** Opening SOURCE TEXT block **

I decided to give the Microsoft Blogger Lounge another chance. It's been two days since I was there and unable to connect, using their Wi-Fi.

I can tell right away some changes have been made. The Lounge has just one other blogger in it. Instead of just walking in, a door guard asks if you're here to blog. If so, sign in with your name and blog address. I do that and login. They've changed the wireless network (because it was non-working). Now there's no security setting required, and no password required. Oh yeah, now there's a thirty minute time limit for a visit.

Sweet Swan of Avon! The connection works, but it's possibly the slowest connection I've ever experienced (other than the wireless connection in our hotel, The Westin). I go to Speedtest.net to see just how slow it is. Loading that page just about uses up my 30 minutes, but no one kicks me out.

** Closing SOURCE TEXT block **
** Opening SUPPLIED DATA block **

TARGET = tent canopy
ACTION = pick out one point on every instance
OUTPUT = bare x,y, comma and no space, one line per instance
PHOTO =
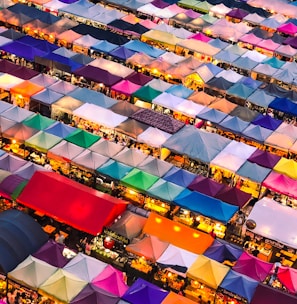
83,208
20,236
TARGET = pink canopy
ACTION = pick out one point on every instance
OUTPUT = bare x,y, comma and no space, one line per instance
125,87
288,277
268,44
111,280
281,183
251,39
288,28
252,267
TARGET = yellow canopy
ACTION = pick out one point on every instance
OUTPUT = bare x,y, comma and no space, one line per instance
287,167
207,271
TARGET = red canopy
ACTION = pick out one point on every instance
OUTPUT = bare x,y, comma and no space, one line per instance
70,202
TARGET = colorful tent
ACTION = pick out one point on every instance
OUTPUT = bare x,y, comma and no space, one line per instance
222,251
93,294
130,225
21,235
111,280
240,285
179,176
206,205
83,208
262,212
207,271
144,292
252,267
32,272
114,169
42,141
139,180
62,286
85,267
52,253
177,234
265,293
82,138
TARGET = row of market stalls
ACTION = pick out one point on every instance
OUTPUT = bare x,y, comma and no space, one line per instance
66,274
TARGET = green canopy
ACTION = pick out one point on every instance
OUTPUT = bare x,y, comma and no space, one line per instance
42,141
165,190
139,180
146,93
38,122
114,169
82,138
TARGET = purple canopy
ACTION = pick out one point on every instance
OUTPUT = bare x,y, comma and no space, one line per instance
143,292
9,184
253,267
52,253
264,159
266,294
206,185
233,196
238,13
95,295
267,122
98,75
221,251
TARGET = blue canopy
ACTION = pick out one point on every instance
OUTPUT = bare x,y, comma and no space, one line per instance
122,53
222,251
213,115
47,96
196,144
142,47
179,176
104,46
94,97
207,206
256,133
234,124
284,105
239,284
145,293
20,236
253,172
22,50
60,129
240,90
114,169
260,98
180,91
266,121
165,190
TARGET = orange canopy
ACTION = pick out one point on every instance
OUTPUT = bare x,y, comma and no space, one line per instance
173,298
177,234
26,89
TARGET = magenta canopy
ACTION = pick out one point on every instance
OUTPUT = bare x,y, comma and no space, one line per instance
288,28
264,158
253,267
126,87
111,280
281,183
266,294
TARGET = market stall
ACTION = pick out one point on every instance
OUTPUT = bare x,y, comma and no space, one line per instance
205,275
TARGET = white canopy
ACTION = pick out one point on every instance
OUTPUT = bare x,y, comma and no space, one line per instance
275,221
153,137
99,115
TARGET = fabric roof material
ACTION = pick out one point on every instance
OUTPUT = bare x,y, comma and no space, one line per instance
252,267
20,236
82,208
207,271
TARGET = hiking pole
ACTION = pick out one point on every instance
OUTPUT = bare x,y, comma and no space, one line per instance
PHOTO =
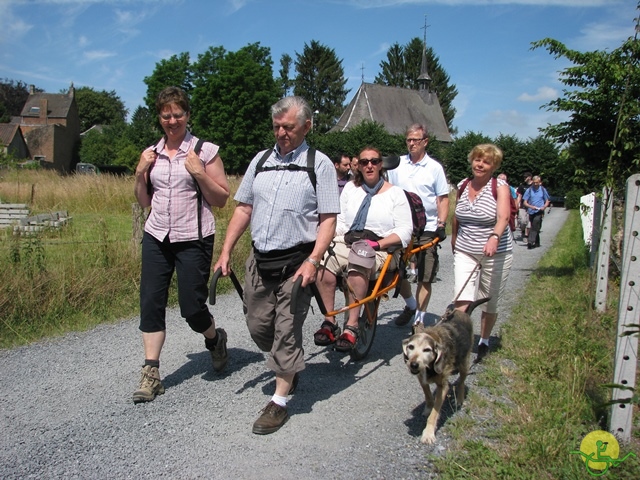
214,283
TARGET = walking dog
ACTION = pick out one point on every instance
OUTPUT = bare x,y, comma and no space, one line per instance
434,353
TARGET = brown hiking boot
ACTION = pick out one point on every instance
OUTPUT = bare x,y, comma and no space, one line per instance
272,418
405,317
219,355
150,385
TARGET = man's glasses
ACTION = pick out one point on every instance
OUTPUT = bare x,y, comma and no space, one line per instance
177,116
363,162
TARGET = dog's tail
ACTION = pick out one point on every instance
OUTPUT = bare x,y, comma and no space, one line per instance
473,305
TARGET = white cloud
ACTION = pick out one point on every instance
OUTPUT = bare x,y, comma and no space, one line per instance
10,26
535,3
543,94
94,55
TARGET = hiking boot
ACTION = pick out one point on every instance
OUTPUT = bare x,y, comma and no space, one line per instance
405,317
150,385
294,383
483,350
219,355
272,418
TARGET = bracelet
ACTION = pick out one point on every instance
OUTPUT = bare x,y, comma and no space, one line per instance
313,262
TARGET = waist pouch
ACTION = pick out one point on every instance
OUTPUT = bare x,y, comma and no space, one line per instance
278,265
353,236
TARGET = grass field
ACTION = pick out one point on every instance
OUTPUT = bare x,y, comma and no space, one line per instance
539,395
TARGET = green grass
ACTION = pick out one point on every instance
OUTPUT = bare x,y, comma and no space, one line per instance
541,393
85,273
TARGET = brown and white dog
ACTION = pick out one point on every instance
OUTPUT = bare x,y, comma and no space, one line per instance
434,353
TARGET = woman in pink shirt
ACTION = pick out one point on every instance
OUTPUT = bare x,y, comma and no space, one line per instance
180,178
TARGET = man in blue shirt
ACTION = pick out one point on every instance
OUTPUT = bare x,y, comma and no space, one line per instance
536,200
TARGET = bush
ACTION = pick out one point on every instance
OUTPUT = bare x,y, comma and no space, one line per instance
572,199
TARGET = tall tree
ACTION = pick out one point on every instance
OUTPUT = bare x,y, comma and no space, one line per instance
232,94
99,108
402,69
320,80
286,84
174,71
13,96
142,131
603,128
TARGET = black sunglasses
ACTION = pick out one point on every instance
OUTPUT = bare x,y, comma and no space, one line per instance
363,162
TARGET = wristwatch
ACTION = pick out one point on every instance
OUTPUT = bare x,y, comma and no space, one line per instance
313,262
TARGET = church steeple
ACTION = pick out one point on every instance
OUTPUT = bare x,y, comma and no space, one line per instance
424,80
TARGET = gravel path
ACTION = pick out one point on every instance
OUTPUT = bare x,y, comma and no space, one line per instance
66,409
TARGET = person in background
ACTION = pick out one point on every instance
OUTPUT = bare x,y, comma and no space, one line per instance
178,235
536,200
354,165
292,223
423,175
523,215
343,170
482,241
370,208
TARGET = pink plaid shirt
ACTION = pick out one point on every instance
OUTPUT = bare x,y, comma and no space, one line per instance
174,205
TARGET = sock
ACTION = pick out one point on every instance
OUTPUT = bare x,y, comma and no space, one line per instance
411,303
210,343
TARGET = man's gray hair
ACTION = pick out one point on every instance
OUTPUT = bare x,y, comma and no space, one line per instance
285,104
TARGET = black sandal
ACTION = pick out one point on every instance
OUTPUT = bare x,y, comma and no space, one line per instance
347,341
327,334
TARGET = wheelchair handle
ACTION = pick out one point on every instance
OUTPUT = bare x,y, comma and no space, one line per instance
295,291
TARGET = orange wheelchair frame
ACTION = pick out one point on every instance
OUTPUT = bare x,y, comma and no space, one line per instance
367,321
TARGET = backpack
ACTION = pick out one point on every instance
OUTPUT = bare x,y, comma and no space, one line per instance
513,210
310,168
196,149
418,214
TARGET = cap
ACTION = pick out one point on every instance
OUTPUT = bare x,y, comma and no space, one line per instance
362,254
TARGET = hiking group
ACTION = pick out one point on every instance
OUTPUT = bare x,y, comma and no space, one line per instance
312,218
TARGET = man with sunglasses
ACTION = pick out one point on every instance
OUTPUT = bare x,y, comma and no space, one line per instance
423,175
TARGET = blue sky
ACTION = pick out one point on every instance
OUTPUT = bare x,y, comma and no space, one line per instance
484,45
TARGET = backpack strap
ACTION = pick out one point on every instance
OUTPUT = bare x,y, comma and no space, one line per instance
197,149
463,186
310,168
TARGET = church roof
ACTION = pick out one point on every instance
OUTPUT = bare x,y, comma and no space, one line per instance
395,108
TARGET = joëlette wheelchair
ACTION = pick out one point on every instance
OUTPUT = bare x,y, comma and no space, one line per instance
386,280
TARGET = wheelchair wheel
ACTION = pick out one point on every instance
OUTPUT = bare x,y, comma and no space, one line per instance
366,331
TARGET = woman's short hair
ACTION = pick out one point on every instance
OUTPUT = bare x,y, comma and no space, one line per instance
285,104
357,175
488,151
171,95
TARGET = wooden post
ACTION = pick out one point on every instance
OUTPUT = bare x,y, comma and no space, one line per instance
626,358
604,250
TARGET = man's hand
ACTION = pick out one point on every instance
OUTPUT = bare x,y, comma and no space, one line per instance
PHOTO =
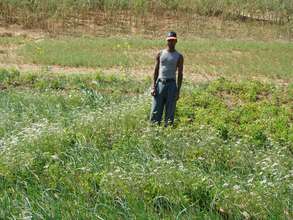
177,95
153,91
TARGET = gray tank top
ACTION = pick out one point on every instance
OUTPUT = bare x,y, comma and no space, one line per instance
168,64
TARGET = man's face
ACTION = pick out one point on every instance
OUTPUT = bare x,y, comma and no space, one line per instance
171,43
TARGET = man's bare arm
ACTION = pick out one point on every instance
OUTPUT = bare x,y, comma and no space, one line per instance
180,74
156,71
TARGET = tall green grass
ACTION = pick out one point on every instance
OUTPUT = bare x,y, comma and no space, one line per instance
67,153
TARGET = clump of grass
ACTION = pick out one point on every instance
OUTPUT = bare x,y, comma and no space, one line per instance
63,157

** Closing SUPPLIED DATA block **

REQUIRED TASKS:
• a. In the Blogger Lounge passage, what limit now applies to a visit to the Lounge?
• b. Reproduce the part of the Blogger Lounge passage between "Sweet Swan of" and "kicks me out.", inclusive.

ANSWERS TO THE EXERCISE:
• a. A thirty-minute time limit.

• b.
Sweet Swan of Avon! The connection works, but it's possibly the slowest connection I've ever experienced (other than the wireless connection in our hotel, The Westin). I go to Speedtest.net to see just how slow it is. Loading that page just about uses up my 30 minutes, but no one kicks me out.